Tarefas propostas:
1) Segundo o texto sobre a Bahema, quem assumirá a partir de 2020 o comando pedagógico das escolas reunidas no subgrupo Critique?
2) Cite todas as sócias do colégio Apoio nomeadas no texto sobre a Bahema.

Texto fornecido:
┌──
Os colégios de metodologia progressista adquiridos pela Bahema nestes últimos dois anos foram abarcados em um subgrupo chamado Critique. O comando pedagógico dessas escolas butiques – de médio porte e com alto conceito – estarão a partir de 2020 sob a tutela de Sônia Barreira, professora que foi uma das fundadoras da escola Vila.

 

O grupo leva a marca - Em todas as escolas que adquiriu o grupo Bahema Educação teve mais ou menos o mesmo modus operandi. A escolha é por escolas bem conceituadas, progressistas e, muitas vezes, sem sucessão natural. Há um contrato com os antigos proprietários para que continuem como gestores pedagógicos por determinado período, enquanto a Bahema assume a administração e o financeiro. O grupo não compra estruturas físicas: leva a marca, o programa pedagógico e a carteira de estudantes.

No caso do Apoio, as quatro sócias não tinham sucessores entre familiares. Duas delas, Lillian Clark e Ceça Gomes, após quase 40 anos de trabalho, queriam se aposentar. As negociações com o Bahema transcorreram em sigilo.

As duas sócias que permanecem são Rejane Maia e Terezinha Cysneiros, que agora receberão um salário da Bahema pela coordenação pedagógica. Devem permanecer por, pelo menos, mais quatro anos à frente da escola. “Está determinado por contrato”, explica Rejane. Dos sete imóveis onde o Apoio funciona, no bairro de Casa Amarela, apenas dois pertencem às sócias. A partir de 2020 estarão todos alugados à Bahema Educação.

 

Experimentos para abocanhar recursos públicos - O que interessa na venda do colégio Apoio ao grupo Bahema não é tanto o receio de responsáveis e alunos de que o a instituição mude seu projeto pedagógico. Há uma questão bem mais ampla: a compra explicita um recente movimento no mercado da educação privada que pode ameaçar o desenvolvimento da educação pública brasileira.

 

Celso Napolitano: "A educação vai depender da bolsa de valores".

Professor da Fundação Getúlio Vargas (FGV) em São Paulo, Celso Napolitano é um pesquisador do mercado da educação. Se, até poucos anos, atrás era a universidade privada a menina dos olhos do empresariado – e que fez a fortuna de muitos, apoiados em programas como o Fies e o ProUni – hoje a aposta para mina de ouro é a educação básica.

Uma frase e uma transição são citadas pelo professor para marcar essa virada.

A frase é a do presidente do maior grupo educacional brasileiro, o Kroton, avaliado em mais de R$ 17 bilhões, Rodrigo Galindo. Em 2015, ele disse algo como “o ensino superior tem cliente cativo por 4 anos. No básico, o cliente é cativo por 12 anos”.
└──
Entradas fornecidas:
┌──
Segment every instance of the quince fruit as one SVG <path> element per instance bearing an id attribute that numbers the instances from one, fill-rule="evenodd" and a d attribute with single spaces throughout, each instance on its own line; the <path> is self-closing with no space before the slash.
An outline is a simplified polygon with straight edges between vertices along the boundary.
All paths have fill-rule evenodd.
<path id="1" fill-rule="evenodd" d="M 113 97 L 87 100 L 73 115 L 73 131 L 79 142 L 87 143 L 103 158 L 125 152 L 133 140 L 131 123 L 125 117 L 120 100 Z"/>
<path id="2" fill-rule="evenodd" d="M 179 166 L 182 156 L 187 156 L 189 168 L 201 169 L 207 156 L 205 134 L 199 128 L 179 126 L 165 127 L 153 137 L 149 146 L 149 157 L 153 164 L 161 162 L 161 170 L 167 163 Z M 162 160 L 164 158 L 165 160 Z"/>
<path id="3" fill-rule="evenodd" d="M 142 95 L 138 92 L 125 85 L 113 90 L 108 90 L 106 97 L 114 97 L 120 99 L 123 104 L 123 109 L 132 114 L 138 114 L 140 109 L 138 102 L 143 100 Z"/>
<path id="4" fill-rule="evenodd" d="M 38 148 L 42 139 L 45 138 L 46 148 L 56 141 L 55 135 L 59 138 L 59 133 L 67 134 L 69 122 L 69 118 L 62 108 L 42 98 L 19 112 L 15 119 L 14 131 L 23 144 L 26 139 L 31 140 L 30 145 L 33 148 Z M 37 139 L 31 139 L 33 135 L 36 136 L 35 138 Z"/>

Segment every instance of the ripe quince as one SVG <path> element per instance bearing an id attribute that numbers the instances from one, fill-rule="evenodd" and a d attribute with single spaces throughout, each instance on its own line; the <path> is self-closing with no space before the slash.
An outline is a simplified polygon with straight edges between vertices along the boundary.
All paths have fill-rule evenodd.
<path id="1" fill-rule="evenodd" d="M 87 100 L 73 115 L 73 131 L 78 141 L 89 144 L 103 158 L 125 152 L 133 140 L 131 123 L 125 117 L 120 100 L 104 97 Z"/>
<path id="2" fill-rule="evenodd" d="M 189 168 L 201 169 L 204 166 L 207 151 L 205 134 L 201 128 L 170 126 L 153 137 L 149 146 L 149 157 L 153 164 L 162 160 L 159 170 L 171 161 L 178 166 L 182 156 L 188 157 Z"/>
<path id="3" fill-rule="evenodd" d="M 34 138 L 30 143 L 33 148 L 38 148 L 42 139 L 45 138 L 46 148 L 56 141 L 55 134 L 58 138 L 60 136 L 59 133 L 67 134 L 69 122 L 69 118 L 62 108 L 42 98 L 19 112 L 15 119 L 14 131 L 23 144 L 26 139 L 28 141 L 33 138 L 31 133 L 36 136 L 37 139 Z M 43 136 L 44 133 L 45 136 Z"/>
└──
Resolução das tarefas:
1) Sônia Barreira, professora que foi uma das fundadoras da escola Vila.

2) Lillian Clark, Ceça Gomes, Rejane Maia e Terezinha Cysneiros.